Records of labeled points ::
::::::::::

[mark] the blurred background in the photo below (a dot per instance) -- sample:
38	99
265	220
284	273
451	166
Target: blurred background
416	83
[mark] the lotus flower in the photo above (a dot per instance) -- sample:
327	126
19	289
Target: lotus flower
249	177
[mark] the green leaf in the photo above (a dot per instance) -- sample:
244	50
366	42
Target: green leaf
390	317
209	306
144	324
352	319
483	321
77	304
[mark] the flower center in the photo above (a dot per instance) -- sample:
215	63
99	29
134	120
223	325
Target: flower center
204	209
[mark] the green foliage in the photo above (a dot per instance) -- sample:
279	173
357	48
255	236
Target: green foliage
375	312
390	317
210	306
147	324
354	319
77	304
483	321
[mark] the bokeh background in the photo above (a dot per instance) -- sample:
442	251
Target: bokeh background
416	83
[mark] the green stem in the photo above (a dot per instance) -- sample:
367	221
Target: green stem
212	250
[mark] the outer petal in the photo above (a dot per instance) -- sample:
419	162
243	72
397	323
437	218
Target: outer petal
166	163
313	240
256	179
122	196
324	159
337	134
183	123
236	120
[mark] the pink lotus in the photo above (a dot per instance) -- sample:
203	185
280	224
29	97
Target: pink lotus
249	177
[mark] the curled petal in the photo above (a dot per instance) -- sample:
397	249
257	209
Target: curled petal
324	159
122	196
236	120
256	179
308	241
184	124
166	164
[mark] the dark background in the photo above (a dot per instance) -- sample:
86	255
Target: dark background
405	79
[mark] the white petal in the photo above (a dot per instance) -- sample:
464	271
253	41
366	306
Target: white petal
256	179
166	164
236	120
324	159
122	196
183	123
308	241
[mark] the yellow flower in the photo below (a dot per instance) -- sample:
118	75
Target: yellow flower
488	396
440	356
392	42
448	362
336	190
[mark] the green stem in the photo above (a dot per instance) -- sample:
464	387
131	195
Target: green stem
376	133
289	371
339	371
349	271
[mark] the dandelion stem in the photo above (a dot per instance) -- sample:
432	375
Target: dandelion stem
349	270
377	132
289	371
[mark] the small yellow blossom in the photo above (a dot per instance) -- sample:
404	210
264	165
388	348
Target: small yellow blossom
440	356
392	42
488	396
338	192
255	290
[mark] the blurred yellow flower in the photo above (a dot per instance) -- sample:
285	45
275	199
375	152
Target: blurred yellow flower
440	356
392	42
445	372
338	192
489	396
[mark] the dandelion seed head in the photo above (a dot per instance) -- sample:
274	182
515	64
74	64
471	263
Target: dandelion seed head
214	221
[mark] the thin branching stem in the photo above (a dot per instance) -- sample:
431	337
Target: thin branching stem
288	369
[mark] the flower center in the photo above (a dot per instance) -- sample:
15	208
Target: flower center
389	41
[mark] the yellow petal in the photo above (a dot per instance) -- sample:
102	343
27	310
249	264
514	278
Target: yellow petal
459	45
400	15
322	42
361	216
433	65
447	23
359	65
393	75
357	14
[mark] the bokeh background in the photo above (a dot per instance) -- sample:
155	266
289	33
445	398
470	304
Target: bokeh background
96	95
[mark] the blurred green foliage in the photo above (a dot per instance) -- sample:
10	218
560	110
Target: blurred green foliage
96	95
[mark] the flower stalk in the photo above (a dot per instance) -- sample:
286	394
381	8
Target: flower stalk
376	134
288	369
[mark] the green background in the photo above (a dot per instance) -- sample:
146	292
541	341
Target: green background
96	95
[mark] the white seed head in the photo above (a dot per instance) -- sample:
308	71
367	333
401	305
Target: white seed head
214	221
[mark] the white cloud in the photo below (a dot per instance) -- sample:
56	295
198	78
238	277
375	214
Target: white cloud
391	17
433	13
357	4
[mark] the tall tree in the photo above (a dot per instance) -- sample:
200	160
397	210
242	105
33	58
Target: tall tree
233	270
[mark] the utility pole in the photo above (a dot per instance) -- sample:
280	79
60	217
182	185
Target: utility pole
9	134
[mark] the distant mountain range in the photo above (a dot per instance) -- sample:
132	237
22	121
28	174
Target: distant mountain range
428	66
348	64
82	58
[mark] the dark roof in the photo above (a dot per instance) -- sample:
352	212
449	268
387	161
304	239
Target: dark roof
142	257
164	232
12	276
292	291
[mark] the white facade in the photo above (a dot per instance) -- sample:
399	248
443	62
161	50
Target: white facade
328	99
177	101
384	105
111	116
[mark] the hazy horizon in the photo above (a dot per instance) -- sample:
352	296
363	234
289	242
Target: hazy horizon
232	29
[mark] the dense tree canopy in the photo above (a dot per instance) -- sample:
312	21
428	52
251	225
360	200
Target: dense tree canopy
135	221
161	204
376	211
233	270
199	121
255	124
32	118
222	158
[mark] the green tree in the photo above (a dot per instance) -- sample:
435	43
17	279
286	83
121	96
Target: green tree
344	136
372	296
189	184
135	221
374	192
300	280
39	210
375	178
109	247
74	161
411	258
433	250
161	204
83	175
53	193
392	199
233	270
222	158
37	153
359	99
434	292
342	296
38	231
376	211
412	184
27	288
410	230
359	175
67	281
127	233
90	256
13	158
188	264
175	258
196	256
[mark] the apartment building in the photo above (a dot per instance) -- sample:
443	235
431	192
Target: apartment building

::::::::::

Task prompt :: Exact output of every entry is required.

Solution for this problem ::
[mark] the blurred background in the photo below (a dot per instance) -- sample:
38	99
265	220
284	273
451	166
Target: blurred background
416	83
[mark] the lotus flower in the photo above (a dot per instance) -- sample:
327	126
19	289
Target: lotus flower
249	177
[mark] the green leaf in the photo above (a dot per instance) -- sample:
244	50
366	42
Target: green leaf
390	317
209	306
144	324
352	319
483	321
77	304
[mark] the flower center in the photo above (a dot per instance) -- sample:
215	63
99	29
134	120
223	325
Target: flower center
204	209
[mark] the green foliage in the photo above (a dot per instance) -- sample:
279	173
357	48
255	236
Target: green foliage
375	312
390	317
210	306
147	324
354	319
77	304
483	321
[mark] the bokeh background in the photo above (a dot per instance) -- sample:
442	251
Target: bokeh background
416	83
[mark] the green stem in the photo above (a dot per instance) -- sample:
367	221
Target: green stem
212	250
[mark] the outer petal in the photo above (a dot per instance) -- sample:
419	162
243	72
397	323
437	218
Target: outer petal
166	163
313	240
256	179
122	196
324	159
337	134
183	123
236	120
[mark] the pink lotus in the photo above (a dot per instance) -- sample:
203	185
280	224
29	97
Target: pink lotus
249	177
[mark] the curled petal in the photo above (a dot per instance) -- sample:
397	249
257	209
Target: curled petal
324	159
122	196
236	120
256	179
308	241
184	124
166	164
[mark] the dark background in the photo above (a dot per instance) -- sample:
86	255
Target: dark background
405	79
[mark] the white petal in the photo above (a dot per instance) -- sample:
464	271
253	41
366	306
Target: white petal
256	179
166	164
236	120
324	159
122	196
183	123
308	241
[mark] the yellow flower in the photo below (a dot per instance) -- sample:
118	75
Target: yellow flower
488	396
440	356
392	42
448	362
336	190
[mark] the green stem in the photo above (a dot per instance) -- sample:
464	387
131	195
Target: green stem
376	133
289	371
339	371
349	271
[mark] the dandelion stem in the photo above (a dot per instance) -- sample:
432	375
Target: dandelion stem
349	270
377	132
289	371
[mark] the small yellow blossom in the photo above (a dot per instance) -- sample:
404	210
264	165
388	348
Target: small yellow blossom
440	356
392	42
488	396
338	192
255	290
[mark] the blurred yellow flower in the photo above (a dot per instance) -- sample:
285	45
275	199
375	152
Target: blurred yellow flower
440	356
392	42
445	372
338	192
489	396
[mark] the dandelion seed head in the photo above (a dot per instance) -- sample:
274	182
515	64
74	64
471	263
Target: dandelion seed head
214	221
[mark] the thin branching stem in the photo above (a dot per instance) -- sample:
431	337
Target: thin branching stem
288	369
[mark] the flower center in the photo above (a dot per instance) -- sample:
15	208
Target: flower center
389	41
[mark] the yellow petal in the photo above (a dot per instance) -- sample:
102	343
27	310
249	264
514	278
Target: yellow petal
459	45
400	15
322	42
361	216
433	65
447	23
359	65
393	75
357	14
[mark] the bokeh background in the photo above (a dot per instance) -- sample:
155	266
289	33
445	398
470	304
Target: bokeh background
96	95
[mark] the blurred green foliage in the photo above (a dot per instance) -- sample:
10	218
560	110
Target: blurred green foliage
96	95
[mark] the flower stalk in the photo above (a dot per instance) -- sample:
286	394
381	8
Target: flower stalk
376	134
288	369
[mark] the green background in the photo above (a dot per instance) -- sample:
146	292
541	341
Target: green background
96	95
[mark] the white seed head in the photo above (a dot per instance) -- sample:
308	71
367	333
401	305
Target: white seed head
214	221
[mark] the white cloud in the photo below (a dot per instance) -- sample:
56	295
198	78
238	277
375	214
Target: white cloud
391	17
433	13
357	4
[mark] the tall tree in the photo above (a dot per instance) -- sample:
200	160
397	210
242	105
33	58
Target: tall tree
233	270
[mark] the utility pole in the photo above (a dot per instance) -- sample:
280	79
60	217
182	185
Target: utility pole
9	134
[mark] the distant mountain range in the photo above (a dot per instance) -- sample:
132	237
22	121
28	174
Target: distant mountain range
428	66
348	64
82	58
[mark] the dark roof in the photo above (a dot per instance) -- sample:
352	212
449	268
387	161
304	239
Target: dark roof
142	257
164	232
12	276
292	291
[mark] the white facade in the photo above (a dot per instance) -- sample:
399	248
443	62
161	50
Target: white facade
328	99
177	101
384	105
111	116
[mark] the hazy horizon in the photo above (a dot per instance) -- sample:
352	296
363	234
289	242
Target: hazy horizon
232	29
[mark] the dense tree canopy in the photo above (a dot per instance) -- sample:
312	21
428	52
251	225
360	200
Target: dense tree canopy
135	221
161	204
376	211
233	270
199	121
255	124
32	118
222	158
[mark] the green tree in the photo above (a dot per instance) -- sample:
435	43
17	279
286	83
121	96
Target: green tree
344	136
372	296
189	184
135	221
374	192
300	280
39	210
375	178
109	247
74	161
411	258
433	250
161	204
83	175
53	193
392	199
233	270
222	158
37	153
359	99
434	292
342	296
38	231
376	211
412	184
27	288
410	230
359	175
67	281
127	233
90	256
13	158
188	264
175	258
196	256
[mark] the apartment building in the photo above (a dot per instance) -- sample:
443	235
431	192
Target: apartment building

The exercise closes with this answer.